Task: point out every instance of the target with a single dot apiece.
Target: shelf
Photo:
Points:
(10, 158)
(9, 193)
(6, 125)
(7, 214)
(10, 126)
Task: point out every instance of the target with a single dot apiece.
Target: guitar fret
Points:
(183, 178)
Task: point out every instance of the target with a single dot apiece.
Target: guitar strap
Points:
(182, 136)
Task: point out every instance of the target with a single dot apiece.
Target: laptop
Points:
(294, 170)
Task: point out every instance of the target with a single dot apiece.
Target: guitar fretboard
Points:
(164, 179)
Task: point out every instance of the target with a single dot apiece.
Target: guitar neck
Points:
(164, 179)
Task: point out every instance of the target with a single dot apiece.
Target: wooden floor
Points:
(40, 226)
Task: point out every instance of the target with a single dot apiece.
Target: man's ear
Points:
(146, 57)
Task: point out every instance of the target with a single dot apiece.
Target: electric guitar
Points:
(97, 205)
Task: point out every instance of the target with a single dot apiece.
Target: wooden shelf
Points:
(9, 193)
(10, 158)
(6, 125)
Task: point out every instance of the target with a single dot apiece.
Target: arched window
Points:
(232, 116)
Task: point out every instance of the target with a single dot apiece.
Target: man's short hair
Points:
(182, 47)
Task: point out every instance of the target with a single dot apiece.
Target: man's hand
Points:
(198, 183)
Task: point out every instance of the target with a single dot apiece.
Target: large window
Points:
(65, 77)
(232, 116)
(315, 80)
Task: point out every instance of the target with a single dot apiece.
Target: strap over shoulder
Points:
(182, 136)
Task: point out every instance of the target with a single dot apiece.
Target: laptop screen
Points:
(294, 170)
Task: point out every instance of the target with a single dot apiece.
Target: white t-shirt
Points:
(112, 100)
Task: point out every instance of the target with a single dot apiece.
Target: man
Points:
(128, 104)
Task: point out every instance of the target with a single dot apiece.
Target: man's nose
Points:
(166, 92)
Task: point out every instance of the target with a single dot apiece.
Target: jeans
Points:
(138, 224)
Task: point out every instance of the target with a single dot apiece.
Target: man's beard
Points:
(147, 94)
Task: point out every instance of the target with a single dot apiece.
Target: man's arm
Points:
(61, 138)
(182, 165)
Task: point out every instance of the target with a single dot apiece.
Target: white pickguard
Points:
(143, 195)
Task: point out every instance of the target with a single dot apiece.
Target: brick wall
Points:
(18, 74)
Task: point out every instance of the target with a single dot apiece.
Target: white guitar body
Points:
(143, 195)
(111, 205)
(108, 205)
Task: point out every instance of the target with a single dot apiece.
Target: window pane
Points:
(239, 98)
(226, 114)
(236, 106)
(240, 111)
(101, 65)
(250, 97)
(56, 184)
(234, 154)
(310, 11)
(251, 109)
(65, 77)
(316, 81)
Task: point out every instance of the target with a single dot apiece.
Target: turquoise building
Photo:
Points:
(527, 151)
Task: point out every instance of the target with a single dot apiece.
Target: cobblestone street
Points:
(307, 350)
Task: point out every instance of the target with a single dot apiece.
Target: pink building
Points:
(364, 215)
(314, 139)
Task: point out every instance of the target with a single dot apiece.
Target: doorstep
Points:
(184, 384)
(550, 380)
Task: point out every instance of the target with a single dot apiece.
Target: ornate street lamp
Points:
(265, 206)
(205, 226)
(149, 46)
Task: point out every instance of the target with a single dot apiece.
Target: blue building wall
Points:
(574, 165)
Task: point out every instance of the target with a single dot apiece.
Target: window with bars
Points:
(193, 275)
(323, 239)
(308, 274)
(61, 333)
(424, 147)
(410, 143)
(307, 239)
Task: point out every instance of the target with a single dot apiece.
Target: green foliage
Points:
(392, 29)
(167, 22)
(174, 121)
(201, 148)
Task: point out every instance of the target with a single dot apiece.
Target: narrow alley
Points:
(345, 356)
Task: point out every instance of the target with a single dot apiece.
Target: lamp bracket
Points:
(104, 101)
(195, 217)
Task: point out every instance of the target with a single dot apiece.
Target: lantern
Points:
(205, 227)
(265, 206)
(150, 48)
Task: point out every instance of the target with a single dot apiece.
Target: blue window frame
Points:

→ **Prompt**:
Output the data in full, precisely as it appears above.

→ **Written answer**:
Task: point out every instance of the target with a single dot apiece.
Target: shelf
Photo:
Points:
(10, 158)
(9, 193)
(6, 125)
(7, 214)
(10, 126)
Task: point out every instance of the target with a single dot apiece.
Target: guitar fret
Points:
(183, 178)
Task: point out every instance of the target with a single dot apiece.
Target: guitar strap
Points:
(182, 136)
Task: point out every instance of the target with a single dot apiece.
Target: laptop
Points:
(294, 170)
Task: point out every instance of the target with a single dot apiece.
Target: guitar fretboard
Points:
(164, 179)
Task: point out every instance of the target with a single dot apiece.
Target: guitar neck
Points:
(164, 179)
Task: point out every instance of the target with a single dot apiece.
Target: wooden floor
Points:
(40, 226)
Task: point out every instance of the target with a single dot apiece.
Target: man's ear
Points:
(146, 57)
Task: point out every instance of the target with a single dot apiece.
Target: electric guitar
Points:
(97, 205)
Task: point out every instance of the target with a single dot apiece.
Target: wooden shelf
Points:
(9, 193)
(10, 158)
(6, 125)
Task: point out every instance of the target with a single dot apiece.
Target: arched window
Points:
(232, 116)
Task: point out every instance of the target with a single dot apiece.
Target: man's short hair
Points:
(182, 47)
Task: point out every instance of the target with a single dot apiece.
Target: man's hand
Points:
(198, 183)
Task: point out every instance of the target with a single dot apiece.
Target: large window
Points:
(65, 77)
(232, 116)
(315, 80)
Task: point out every instance of the target with a single dot apiece.
Target: strap over shoulder
Points:
(182, 136)
Task: point out every instance of the target with a single dot apiece.
Target: laptop screen
Points:
(294, 170)
Task: point out every instance of the target with a single dot apiece.
Target: white t-shirt
Points:
(112, 100)
Task: point out every instance of the target with a single dot apiece.
Target: man
Points:
(128, 104)
Task: point out every instance of the target with a single dot apiece.
Target: man's nose
Points:
(166, 92)
Task: point out every instance of the target with a single dot apiece.
Target: jeans
Points:
(138, 224)
Task: point out every instance of the target with a single dot apiece.
Target: man's beard
Points:
(147, 94)
Task: point out every instance of the target with a single dot apiece.
Target: man's arm
Points:
(61, 138)
(182, 165)
Task: point out every instance of the target with a single dot apiece.
Target: white pickguard
Points:
(143, 195)
Task: point out every instance of the target with a single dot apiece.
Target: brick wall
Points:
(18, 74)
Task: point out every instance of the target with a single dot apiece.
Target: white guitar body
Points:
(143, 195)
(111, 205)
(108, 205)
Task: point out every instance of the target with a single dot apiece.
Target: window pane
Points:
(239, 98)
(226, 114)
(236, 106)
(240, 111)
(101, 65)
(250, 97)
(56, 184)
(234, 154)
(310, 11)
(251, 109)
(65, 77)
(316, 81)
Task: point out every instance of the target with a single dot apiece.
Target: turquoise building
Photo:
Points:
(527, 151)
Task: point out every instance of the target with a single dot apiece.
Target: cobblestone street
Points:
(307, 350)
Task: point out every instance of the target with a single dot apiece.
Target: pink building
Points:
(364, 215)
(314, 139)
Task: point out every instance of the target with a single dot apiece.
Target: doorstep
Points:
(184, 384)
(550, 380)
Task: point out every instance of the target with a single dot apiece.
Target: ornate street lamp
Points:
(265, 206)
(205, 226)
(149, 46)
Task: point out every instance of the target with a single dot apiece.
Target: blue building wall
Points:
(574, 165)
Task: point out every instance of the target with a single dot apiece.
Target: window with bars
Points:
(193, 275)
(323, 239)
(308, 274)
(61, 333)
(424, 147)
(410, 143)
(307, 239)
Task: point out every instance of the target with a single dot apiece.
Target: green foliage
Points:
(392, 29)
(167, 22)
(174, 121)
(201, 148)
Task: point out every instance of the target with a single dot apiece.
Target: narrow alley
Points:
(345, 356)
Task: point out every instance of the target with a single dot apiece.
Target: lamp bracket
Points:
(104, 101)
(195, 217)
Task: point out every instance of the target with a single dot apiece.
Target: lantern
Points:
(205, 227)
(265, 206)
(150, 48)
Task: point out every instance of the target with a single dot apiece.
Target: blue window frame
Points:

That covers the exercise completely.